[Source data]
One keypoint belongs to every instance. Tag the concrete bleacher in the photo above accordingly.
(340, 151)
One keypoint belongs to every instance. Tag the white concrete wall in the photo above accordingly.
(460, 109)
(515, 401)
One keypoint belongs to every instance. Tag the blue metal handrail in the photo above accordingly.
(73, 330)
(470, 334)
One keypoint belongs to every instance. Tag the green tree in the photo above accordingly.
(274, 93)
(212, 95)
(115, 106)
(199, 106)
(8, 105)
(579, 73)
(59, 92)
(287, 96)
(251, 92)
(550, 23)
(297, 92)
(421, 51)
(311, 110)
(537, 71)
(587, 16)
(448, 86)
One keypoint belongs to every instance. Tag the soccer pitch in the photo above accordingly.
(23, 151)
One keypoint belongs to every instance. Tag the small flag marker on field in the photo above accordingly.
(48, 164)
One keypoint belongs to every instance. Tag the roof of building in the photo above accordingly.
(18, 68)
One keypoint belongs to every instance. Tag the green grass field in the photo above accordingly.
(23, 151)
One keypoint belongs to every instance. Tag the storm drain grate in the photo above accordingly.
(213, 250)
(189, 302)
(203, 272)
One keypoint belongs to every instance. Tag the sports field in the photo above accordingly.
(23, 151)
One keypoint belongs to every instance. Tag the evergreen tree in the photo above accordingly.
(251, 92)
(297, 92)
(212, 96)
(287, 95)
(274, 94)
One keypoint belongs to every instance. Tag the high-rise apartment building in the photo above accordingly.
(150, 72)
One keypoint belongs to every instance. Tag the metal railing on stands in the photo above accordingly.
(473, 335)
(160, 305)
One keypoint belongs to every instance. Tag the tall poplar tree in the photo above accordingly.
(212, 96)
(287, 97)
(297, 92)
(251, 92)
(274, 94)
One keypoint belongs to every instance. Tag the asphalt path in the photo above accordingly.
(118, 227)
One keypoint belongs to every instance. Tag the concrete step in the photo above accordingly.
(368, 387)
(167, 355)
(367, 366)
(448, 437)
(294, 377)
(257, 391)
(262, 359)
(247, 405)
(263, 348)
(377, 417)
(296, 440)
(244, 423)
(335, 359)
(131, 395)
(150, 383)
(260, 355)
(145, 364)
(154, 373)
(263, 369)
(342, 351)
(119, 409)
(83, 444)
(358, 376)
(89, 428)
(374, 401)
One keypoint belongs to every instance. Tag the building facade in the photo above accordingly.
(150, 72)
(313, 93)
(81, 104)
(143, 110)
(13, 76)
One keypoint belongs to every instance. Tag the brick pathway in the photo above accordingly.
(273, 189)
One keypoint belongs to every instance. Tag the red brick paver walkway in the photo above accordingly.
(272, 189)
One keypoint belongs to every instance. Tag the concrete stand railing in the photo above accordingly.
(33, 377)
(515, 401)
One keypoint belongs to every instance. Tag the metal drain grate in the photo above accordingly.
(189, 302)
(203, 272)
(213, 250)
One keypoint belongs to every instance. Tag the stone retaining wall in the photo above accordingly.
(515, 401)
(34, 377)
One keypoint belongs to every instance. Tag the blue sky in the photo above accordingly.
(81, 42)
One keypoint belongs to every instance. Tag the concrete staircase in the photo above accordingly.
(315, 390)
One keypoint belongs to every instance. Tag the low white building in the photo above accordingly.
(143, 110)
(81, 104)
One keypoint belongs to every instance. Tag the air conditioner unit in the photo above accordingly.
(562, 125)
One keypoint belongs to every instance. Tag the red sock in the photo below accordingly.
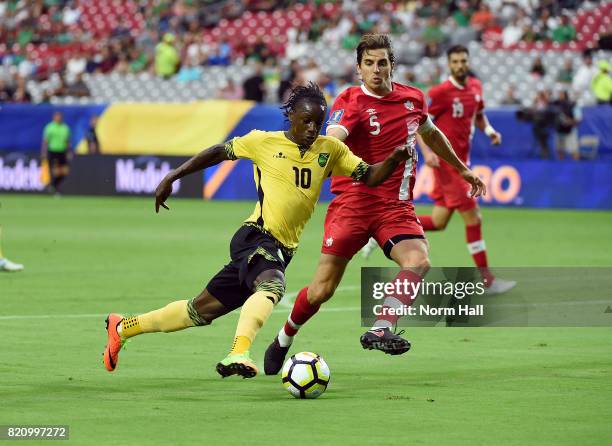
(427, 223)
(396, 300)
(478, 250)
(301, 312)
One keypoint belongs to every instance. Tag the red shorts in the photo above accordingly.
(352, 218)
(452, 191)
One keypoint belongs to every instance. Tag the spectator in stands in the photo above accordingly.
(565, 31)
(189, 72)
(584, 75)
(105, 60)
(543, 118)
(537, 68)
(483, 18)
(463, 14)
(566, 73)
(352, 38)
(602, 84)
(512, 33)
(568, 116)
(78, 88)
(6, 92)
(253, 86)
(76, 65)
(167, 59)
(222, 55)
(510, 97)
(231, 91)
(93, 145)
(21, 94)
(432, 37)
(287, 79)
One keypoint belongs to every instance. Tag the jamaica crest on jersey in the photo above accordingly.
(323, 158)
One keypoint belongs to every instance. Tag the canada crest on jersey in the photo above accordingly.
(323, 158)
(335, 117)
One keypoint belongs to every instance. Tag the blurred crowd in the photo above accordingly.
(172, 43)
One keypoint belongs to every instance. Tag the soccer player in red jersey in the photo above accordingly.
(368, 118)
(456, 106)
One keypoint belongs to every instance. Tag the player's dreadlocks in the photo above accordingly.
(310, 92)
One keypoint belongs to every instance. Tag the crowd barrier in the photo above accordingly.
(139, 141)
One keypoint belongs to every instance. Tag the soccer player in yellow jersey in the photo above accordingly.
(289, 169)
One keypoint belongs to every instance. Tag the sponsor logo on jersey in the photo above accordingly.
(323, 158)
(336, 116)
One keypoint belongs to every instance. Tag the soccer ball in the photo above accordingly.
(305, 375)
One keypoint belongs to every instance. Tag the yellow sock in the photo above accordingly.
(255, 312)
(130, 326)
(174, 316)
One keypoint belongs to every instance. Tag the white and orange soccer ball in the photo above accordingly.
(305, 375)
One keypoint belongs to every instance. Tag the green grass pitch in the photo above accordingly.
(86, 257)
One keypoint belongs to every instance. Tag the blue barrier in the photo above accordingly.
(537, 184)
(21, 125)
(21, 128)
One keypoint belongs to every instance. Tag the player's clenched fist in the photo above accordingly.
(478, 187)
(162, 192)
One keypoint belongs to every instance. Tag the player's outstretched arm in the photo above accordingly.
(379, 172)
(482, 122)
(431, 159)
(206, 158)
(436, 141)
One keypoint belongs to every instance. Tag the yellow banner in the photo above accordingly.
(167, 129)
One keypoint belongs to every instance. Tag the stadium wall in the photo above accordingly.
(513, 176)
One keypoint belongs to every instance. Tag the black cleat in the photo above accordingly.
(385, 340)
(274, 357)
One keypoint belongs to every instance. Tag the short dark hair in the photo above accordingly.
(310, 92)
(456, 49)
(375, 42)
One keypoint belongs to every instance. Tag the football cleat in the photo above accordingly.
(385, 340)
(11, 267)
(499, 286)
(237, 364)
(274, 357)
(114, 344)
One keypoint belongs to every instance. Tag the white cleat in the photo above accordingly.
(12, 267)
(500, 286)
(369, 247)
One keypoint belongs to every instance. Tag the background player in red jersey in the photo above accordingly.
(456, 106)
(369, 119)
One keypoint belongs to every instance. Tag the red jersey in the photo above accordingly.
(376, 125)
(454, 108)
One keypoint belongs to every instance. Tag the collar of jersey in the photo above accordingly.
(369, 93)
(455, 83)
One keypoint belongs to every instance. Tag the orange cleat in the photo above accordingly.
(115, 343)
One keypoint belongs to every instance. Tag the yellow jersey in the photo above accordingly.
(288, 180)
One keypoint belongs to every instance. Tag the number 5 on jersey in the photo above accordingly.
(374, 123)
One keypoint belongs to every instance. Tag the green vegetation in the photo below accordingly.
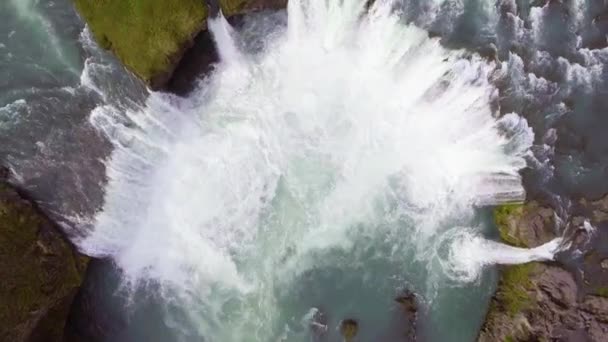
(512, 295)
(148, 36)
(506, 218)
(513, 289)
(39, 270)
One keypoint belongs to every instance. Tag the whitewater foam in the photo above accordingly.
(346, 122)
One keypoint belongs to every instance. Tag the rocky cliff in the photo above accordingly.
(561, 301)
(150, 37)
(40, 271)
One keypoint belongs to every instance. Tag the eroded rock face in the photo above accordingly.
(40, 271)
(561, 301)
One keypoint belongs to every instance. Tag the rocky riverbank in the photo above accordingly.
(561, 301)
(41, 271)
(150, 37)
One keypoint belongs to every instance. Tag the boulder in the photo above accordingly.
(40, 271)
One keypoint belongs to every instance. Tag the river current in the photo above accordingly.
(335, 157)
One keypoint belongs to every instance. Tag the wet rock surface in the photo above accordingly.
(561, 301)
(40, 271)
(199, 58)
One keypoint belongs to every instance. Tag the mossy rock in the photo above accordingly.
(151, 36)
(40, 272)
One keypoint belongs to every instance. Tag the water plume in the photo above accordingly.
(347, 122)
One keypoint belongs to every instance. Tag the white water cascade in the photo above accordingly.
(349, 128)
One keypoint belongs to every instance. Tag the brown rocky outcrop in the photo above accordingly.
(561, 301)
(40, 271)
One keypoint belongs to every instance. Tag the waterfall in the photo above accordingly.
(347, 128)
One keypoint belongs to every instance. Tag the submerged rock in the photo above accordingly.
(40, 271)
(409, 303)
(549, 302)
(349, 329)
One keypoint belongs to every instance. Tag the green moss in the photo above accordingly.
(147, 34)
(38, 268)
(513, 289)
(506, 217)
(512, 295)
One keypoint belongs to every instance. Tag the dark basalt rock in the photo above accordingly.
(199, 57)
(40, 270)
(349, 329)
(560, 301)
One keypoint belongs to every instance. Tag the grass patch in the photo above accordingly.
(38, 267)
(512, 294)
(147, 35)
(513, 288)
(506, 218)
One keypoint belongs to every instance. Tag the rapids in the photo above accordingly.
(348, 128)
(335, 156)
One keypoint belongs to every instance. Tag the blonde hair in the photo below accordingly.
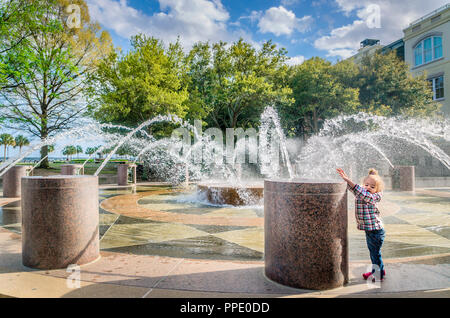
(373, 174)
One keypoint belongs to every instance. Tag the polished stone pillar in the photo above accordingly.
(59, 221)
(305, 227)
(12, 181)
(403, 178)
(72, 169)
(122, 173)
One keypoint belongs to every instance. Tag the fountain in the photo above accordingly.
(123, 170)
(304, 236)
(72, 169)
(227, 194)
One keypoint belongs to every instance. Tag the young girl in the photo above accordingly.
(368, 216)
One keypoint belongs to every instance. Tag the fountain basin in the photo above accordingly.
(122, 173)
(237, 195)
(72, 169)
(305, 230)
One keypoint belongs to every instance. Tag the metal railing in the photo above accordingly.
(444, 7)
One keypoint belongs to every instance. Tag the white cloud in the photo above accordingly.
(299, 59)
(395, 16)
(287, 3)
(280, 21)
(191, 20)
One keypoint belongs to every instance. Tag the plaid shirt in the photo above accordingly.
(366, 212)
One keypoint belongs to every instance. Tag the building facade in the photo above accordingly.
(427, 51)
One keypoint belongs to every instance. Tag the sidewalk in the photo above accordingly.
(126, 275)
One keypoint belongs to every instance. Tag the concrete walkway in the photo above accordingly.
(126, 275)
(417, 254)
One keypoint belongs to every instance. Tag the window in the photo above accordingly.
(437, 47)
(418, 54)
(437, 85)
(428, 50)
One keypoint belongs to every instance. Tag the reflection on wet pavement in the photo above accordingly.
(419, 225)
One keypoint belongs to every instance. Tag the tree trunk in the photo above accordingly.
(44, 151)
(316, 126)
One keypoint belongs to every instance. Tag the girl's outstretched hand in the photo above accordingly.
(342, 174)
(345, 177)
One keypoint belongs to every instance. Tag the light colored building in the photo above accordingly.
(368, 47)
(427, 51)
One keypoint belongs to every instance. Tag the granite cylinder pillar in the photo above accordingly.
(59, 221)
(122, 173)
(71, 170)
(305, 228)
(403, 178)
(12, 181)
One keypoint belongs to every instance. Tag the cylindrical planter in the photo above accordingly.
(59, 221)
(122, 173)
(71, 170)
(305, 226)
(12, 181)
(403, 178)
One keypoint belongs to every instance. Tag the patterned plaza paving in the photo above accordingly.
(163, 221)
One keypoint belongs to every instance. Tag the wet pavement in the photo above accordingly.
(164, 221)
(160, 242)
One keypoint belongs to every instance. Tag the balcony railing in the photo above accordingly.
(444, 7)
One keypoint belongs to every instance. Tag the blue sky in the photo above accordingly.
(327, 28)
(331, 29)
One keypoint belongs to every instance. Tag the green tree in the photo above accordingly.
(21, 141)
(6, 140)
(91, 150)
(78, 150)
(51, 148)
(142, 84)
(319, 94)
(233, 83)
(69, 151)
(387, 87)
(48, 81)
(17, 18)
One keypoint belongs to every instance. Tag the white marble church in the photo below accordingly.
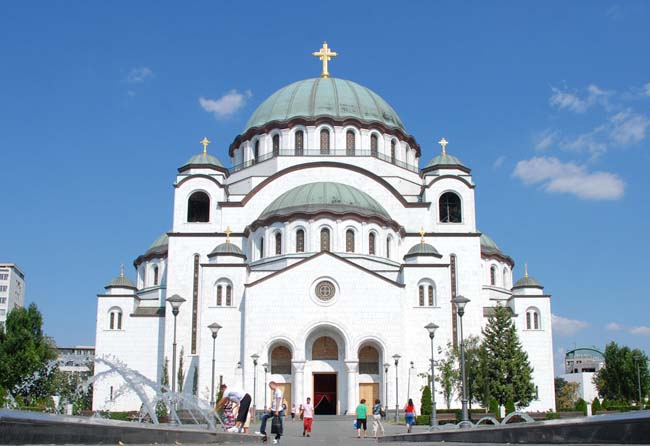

_Work item_
Give again, word for word, the lines above from the one with "One keypoint belongs to every instance. Tag the balcony" through the final line of the data, both ends included. Do not copy any picture.

_Result for this exercise_
One keypoint belongs to every instance. Tag the balcony railing in the photo above accordingly.
(444, 7)
One keypoint belongs to every instance. Tag the blue sky in the photo above accordingly.
(327, 28)
(331, 29)
One keypoint belongs to every instance. Tag the green tree in the photo above accordingly.
(21, 141)
(6, 140)
(91, 150)
(78, 150)
(51, 148)
(142, 84)
(319, 94)
(233, 83)
(69, 151)
(387, 87)
(48, 81)
(17, 18)
One keypoint belongs to every instance. Tag the white marble church in the photo below accordingly.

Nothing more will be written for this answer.